__BRIEF A__
List each line of the records below that contains the string "concrete", matching case.

__QUOTED TEXT__
----------------

I rather suspect there's some hardcore spelunkers now and some pyramid explorers in years past that would disagree with this.
2.) No PC normally carries paper/ink to make one.
Even if I'm not the mapper at the table, if my character is literate then it's going to have writing materials on board, regardless of its class, if only for making notes or leaving messages; and if it's a caster then writing materials are essential should I want to copy a scroll into my spellbook while still in the field.
3.) No PC has the skills to make a map/read a map.
Making an accurate map is more difficult than we give it credit for, I'll agree there.

Reading one, however, should be something any literate PC can do to some extent, limited only by whether the labels are in a known language or not.
 

Not in a long time, most likely since the 3e terrain maps came out. Mapping mostly became a problem where the player did not understand the DM enough or the DM not explaining enough to the player. The DM ended up reaching over the table to sketch for the player. Repeat a few more times each night of play.
As DM, for complex locations I'll draw a map out on the board showing where the PCs are, but when they move to somewhere else that map gets erased and a new one drawn. For simple situations I'll just describe it as they go. In either case it's on them to make whatever map their PCs have, and if they don't then it's assumed the PCs have no map, with attendant consequences arising as and when logical.

And if they don't have a map and they hit a teleporter or some other thing that throws them off, gawds help 'em if they try to find a way out - they'll never realize there's a discontinuity.

----------------

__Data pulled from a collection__

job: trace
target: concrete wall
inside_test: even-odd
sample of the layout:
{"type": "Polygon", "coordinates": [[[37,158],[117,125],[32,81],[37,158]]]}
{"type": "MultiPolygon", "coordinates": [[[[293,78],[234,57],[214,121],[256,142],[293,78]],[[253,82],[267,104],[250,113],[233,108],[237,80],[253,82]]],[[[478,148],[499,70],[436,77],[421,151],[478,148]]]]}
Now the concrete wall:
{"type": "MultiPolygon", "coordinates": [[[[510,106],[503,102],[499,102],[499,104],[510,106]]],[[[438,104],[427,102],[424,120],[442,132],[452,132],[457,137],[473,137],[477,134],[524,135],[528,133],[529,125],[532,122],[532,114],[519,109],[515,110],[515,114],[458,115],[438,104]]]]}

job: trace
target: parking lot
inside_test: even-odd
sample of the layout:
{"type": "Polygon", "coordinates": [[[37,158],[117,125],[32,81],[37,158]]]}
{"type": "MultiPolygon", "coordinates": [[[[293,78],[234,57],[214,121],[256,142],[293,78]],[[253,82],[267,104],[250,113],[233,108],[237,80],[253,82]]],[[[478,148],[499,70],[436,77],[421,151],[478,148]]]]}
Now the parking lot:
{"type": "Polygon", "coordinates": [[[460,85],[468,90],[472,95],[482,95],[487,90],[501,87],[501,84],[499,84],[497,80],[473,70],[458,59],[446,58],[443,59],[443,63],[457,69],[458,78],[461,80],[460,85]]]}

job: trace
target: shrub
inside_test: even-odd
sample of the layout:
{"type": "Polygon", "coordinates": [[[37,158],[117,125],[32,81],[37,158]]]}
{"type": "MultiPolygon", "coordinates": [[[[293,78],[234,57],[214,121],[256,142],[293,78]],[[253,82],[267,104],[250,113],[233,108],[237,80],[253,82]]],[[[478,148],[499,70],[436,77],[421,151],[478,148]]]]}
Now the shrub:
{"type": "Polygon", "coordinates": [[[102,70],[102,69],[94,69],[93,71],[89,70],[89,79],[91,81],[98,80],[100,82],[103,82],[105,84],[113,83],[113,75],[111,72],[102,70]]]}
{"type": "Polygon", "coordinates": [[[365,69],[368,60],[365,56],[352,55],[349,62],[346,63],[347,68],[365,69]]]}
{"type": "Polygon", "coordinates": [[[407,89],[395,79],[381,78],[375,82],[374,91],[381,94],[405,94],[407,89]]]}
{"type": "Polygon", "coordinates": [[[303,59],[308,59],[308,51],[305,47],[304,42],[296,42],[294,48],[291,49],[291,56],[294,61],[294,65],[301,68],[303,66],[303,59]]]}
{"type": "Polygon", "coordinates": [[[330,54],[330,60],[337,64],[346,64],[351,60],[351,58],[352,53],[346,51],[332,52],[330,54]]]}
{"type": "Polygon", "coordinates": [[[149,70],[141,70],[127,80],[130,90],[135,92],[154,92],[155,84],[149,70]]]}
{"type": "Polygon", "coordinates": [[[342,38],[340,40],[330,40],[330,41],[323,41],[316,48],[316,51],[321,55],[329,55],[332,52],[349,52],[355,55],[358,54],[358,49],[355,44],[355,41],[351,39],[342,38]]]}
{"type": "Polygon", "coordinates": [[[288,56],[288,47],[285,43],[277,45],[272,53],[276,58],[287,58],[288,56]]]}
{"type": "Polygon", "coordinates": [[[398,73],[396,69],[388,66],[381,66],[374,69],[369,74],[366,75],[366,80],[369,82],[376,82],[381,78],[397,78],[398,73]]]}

----------------

__BRIEF B__
Repeat the discussion of mapping in play above in full, word for word.

__RIGHT ANSWER A__
target: concrete wall
Now the concrete wall:

__RIGHT ANSWER B__
I rather suspect there's some hardcore spelunkers now and some pyramid explorers in years past that would disagree with this.
2.) No PC normally carries paper/ink to make one.
Even if I'm not the mapper at the table, if my character is literate then it's going to have writing materials on board, regardless of its class, if only for making notes or leaving messages; and if it's a caster then writing materials are essential should I want to copy a scroll into my spellbook while still in the field.
3.) No PC has the skills to make a map/read a map.
Making an accurate map is more difficult than we give it credit for, I'll agree there.

Reading one, however, should be something any literate PC can do to some extent, limited only by whether the labels are in a known language or not.
 

Not in a long time, most likely since the 3e terrain maps came out. Mapping mostly became a problem where the player did not understand the DM enough or the DM not explaining enough to the player. The DM ended up reaching over the table to sketch for the player. Repeat a few more times each night of play.
As DM, for complex locations I'll draw a map out on the board showing where the PCs are, but when they move to somewhere else that map gets erased and a new one drawn. For simple situations I'll just describe it as they go. In either case it's on them to make whatever map their PCs have, and if they don't then it's assumed the PCs have no map, with attendant consequences arising as and when logical.

And if they don't have a map and they hit a teleporter or some other thing that throws them off, gawds help 'em if they try to find a way out - they'll never realize there's a discontinuity.